## PROVIDED RECORDS:
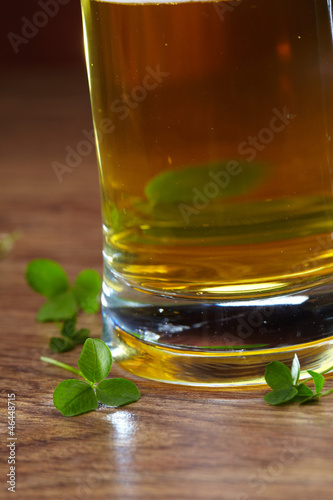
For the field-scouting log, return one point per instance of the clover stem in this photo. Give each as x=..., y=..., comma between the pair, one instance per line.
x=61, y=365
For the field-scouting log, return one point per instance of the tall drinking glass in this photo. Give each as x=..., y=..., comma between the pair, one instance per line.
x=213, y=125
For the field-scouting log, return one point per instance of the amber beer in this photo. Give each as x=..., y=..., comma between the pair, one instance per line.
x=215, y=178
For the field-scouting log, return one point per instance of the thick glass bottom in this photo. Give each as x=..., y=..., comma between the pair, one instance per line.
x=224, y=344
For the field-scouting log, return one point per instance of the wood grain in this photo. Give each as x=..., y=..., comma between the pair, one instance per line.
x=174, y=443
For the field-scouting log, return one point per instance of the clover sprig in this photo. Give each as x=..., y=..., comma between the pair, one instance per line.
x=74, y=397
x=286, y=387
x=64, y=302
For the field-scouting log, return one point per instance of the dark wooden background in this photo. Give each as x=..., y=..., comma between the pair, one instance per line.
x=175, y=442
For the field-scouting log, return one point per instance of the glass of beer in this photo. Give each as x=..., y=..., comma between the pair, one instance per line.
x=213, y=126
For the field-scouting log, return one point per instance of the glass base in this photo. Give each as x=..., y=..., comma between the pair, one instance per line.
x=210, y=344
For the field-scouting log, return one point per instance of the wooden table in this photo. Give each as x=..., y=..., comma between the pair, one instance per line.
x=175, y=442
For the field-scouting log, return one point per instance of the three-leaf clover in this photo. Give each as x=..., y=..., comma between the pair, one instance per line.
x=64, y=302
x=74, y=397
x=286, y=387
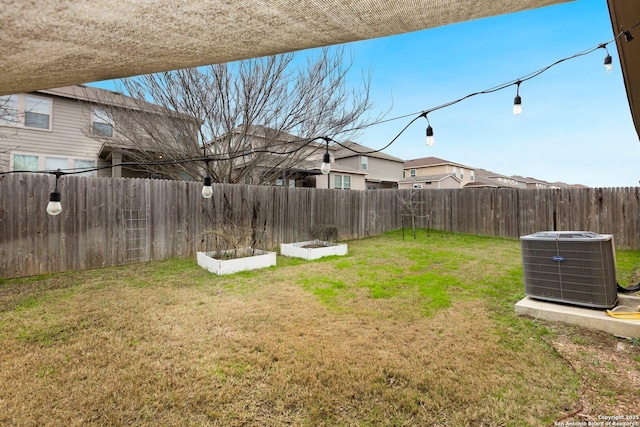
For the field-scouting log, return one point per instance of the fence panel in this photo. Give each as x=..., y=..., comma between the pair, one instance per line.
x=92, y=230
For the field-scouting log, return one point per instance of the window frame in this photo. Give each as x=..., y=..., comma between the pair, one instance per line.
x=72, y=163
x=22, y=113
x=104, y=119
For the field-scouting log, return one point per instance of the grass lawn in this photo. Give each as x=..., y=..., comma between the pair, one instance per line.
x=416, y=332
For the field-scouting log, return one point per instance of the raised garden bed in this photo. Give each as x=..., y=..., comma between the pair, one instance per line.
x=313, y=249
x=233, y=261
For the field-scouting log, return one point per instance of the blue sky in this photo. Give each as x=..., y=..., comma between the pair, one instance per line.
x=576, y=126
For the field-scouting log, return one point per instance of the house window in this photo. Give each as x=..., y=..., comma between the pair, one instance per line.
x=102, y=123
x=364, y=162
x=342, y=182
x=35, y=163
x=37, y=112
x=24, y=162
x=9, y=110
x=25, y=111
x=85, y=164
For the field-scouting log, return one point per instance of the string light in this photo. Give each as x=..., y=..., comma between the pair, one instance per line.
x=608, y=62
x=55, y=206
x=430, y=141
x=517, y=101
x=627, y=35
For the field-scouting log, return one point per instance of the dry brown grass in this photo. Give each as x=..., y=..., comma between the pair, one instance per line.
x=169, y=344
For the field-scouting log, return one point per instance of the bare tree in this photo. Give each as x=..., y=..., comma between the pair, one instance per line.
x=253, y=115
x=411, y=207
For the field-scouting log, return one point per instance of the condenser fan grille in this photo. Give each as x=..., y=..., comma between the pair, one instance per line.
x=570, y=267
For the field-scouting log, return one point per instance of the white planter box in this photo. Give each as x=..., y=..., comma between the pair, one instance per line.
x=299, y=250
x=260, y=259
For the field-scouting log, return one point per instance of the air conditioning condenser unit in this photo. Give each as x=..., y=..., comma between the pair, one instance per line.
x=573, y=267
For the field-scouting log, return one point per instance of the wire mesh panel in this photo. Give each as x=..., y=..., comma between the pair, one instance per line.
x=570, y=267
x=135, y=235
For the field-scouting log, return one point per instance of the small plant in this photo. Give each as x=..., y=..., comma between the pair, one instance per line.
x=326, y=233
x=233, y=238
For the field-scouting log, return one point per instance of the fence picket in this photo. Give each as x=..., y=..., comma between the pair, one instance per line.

==

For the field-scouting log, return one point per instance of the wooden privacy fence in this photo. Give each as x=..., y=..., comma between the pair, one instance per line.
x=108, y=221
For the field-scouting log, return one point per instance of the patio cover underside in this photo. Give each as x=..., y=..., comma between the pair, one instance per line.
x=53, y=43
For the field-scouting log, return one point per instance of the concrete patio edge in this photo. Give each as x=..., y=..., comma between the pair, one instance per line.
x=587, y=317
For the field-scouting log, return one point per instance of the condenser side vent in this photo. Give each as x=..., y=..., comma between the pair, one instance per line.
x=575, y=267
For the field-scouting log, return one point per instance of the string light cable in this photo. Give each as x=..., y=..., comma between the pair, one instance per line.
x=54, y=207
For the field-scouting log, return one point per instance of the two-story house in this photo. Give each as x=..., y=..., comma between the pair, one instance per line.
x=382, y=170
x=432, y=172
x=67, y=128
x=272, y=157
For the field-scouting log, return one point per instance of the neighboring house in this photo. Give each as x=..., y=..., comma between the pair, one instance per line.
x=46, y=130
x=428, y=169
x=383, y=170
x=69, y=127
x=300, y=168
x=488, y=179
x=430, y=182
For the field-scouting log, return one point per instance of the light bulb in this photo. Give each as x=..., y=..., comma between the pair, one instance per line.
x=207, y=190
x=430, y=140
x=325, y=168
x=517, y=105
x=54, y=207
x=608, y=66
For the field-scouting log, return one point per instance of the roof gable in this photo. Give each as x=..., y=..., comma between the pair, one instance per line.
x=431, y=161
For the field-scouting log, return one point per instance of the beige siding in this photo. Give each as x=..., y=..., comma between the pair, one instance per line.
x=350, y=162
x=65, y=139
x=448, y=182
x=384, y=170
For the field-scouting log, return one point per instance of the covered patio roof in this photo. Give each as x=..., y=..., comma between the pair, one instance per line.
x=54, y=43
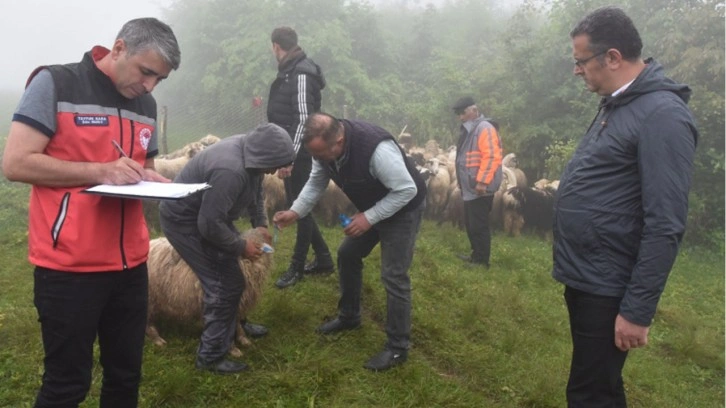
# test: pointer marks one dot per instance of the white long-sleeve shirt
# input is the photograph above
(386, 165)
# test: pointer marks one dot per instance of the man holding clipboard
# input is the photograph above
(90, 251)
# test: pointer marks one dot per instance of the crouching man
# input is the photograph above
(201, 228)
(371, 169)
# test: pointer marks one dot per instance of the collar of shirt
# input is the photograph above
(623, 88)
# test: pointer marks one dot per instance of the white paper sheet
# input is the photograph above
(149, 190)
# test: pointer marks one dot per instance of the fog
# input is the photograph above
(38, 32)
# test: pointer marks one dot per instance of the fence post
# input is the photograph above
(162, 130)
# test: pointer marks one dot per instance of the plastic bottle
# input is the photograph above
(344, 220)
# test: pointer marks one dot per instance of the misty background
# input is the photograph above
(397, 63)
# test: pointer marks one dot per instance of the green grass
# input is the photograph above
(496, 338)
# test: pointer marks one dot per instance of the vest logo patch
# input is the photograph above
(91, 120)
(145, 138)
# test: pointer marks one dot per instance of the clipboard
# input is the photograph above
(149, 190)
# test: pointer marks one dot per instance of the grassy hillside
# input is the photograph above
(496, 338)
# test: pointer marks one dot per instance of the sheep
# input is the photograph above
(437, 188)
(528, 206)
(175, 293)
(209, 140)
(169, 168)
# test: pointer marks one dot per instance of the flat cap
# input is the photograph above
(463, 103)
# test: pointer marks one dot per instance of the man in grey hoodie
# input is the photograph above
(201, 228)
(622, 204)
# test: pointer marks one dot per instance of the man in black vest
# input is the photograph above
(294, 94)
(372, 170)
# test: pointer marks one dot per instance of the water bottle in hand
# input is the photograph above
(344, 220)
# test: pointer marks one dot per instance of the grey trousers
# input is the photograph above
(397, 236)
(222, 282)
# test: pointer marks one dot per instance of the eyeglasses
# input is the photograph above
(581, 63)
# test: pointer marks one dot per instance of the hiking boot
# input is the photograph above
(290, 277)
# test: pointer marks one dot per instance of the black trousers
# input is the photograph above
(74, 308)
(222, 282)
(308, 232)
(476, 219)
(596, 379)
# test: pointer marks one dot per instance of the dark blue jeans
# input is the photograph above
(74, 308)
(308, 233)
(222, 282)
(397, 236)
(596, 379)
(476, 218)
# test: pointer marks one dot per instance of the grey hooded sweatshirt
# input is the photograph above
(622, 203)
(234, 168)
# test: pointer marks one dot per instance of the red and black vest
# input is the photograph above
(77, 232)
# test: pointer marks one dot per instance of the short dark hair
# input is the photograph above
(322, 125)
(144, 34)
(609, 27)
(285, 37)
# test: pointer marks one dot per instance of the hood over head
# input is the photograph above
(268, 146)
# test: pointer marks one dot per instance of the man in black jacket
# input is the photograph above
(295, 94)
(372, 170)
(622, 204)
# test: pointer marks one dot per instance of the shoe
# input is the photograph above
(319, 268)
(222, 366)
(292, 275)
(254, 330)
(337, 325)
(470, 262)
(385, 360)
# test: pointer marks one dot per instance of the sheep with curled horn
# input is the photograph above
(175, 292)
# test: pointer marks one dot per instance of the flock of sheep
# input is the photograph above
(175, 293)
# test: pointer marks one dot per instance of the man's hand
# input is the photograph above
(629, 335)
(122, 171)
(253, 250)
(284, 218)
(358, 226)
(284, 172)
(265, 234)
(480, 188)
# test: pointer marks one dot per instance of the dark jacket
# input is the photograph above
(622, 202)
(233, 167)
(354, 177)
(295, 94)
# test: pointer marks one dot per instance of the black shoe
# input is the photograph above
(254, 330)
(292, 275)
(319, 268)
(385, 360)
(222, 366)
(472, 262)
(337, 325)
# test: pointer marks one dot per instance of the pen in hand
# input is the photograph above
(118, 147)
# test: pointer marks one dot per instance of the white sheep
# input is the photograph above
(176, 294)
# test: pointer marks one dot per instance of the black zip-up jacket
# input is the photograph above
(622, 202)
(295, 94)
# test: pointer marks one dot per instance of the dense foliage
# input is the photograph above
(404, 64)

---

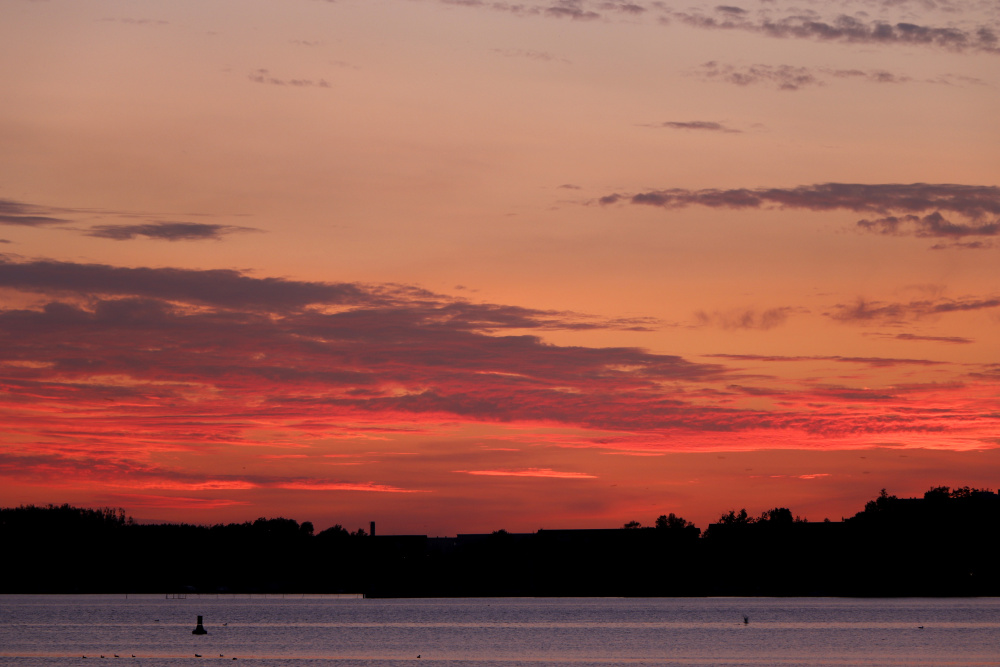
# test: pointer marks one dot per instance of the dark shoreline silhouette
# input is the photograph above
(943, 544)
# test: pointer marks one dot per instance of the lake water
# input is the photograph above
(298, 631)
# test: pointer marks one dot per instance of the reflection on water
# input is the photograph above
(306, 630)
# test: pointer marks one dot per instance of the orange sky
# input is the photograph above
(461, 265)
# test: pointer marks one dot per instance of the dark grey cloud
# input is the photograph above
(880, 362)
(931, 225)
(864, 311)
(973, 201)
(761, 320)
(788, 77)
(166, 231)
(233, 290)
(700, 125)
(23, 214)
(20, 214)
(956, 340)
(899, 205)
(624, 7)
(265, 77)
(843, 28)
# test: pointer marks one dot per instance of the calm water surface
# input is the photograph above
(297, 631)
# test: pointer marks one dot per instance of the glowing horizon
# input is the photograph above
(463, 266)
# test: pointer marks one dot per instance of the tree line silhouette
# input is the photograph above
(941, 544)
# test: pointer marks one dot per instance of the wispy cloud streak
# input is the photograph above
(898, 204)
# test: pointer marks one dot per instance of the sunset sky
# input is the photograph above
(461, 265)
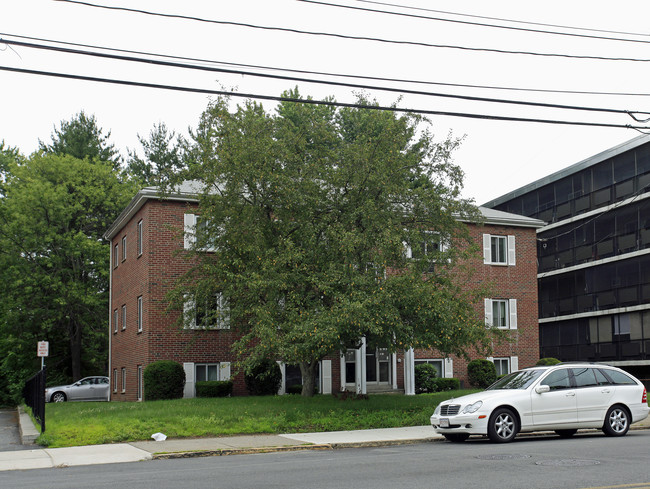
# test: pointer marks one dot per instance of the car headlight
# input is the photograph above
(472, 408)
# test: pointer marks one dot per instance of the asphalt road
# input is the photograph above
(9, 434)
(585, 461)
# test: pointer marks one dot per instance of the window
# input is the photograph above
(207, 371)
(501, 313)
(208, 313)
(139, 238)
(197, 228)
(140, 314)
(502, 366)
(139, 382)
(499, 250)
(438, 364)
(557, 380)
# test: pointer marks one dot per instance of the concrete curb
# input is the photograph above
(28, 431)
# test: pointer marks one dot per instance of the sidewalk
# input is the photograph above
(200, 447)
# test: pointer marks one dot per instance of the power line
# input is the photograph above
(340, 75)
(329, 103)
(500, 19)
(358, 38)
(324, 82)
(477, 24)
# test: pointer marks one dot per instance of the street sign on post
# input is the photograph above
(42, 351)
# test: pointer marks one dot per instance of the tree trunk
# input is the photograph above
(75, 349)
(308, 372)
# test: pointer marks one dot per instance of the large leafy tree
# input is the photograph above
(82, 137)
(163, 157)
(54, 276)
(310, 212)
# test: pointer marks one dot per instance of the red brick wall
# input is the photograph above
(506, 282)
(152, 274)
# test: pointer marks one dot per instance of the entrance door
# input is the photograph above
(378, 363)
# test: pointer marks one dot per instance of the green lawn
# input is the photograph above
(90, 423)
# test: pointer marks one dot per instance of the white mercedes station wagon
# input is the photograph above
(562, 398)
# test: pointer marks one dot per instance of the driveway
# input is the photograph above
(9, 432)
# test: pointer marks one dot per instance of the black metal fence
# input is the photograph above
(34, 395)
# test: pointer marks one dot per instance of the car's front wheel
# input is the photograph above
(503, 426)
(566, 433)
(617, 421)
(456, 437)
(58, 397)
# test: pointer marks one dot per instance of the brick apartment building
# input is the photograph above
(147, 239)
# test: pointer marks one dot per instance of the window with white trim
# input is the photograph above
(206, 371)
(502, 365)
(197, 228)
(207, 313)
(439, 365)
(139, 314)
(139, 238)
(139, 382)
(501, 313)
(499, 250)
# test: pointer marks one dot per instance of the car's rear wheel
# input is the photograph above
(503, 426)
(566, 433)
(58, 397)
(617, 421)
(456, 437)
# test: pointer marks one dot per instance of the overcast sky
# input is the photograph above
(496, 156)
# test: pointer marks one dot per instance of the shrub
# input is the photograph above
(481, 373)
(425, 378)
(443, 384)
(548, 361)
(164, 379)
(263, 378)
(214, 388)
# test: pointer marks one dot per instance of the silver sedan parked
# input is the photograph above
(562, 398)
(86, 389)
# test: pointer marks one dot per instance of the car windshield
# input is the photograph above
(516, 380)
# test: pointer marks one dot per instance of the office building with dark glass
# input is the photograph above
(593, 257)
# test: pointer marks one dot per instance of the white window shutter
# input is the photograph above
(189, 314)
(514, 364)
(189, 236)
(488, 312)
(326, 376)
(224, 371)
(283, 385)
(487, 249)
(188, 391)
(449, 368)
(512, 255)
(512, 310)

## WHAT IS REQUIRED:
The word "post" appears in some lines above. Return every one of those lines.

## ANSWER BOX:
# test: pointer marks one dot per instance of the fence post
# test: pointer marks one dot per instance of the street sign on post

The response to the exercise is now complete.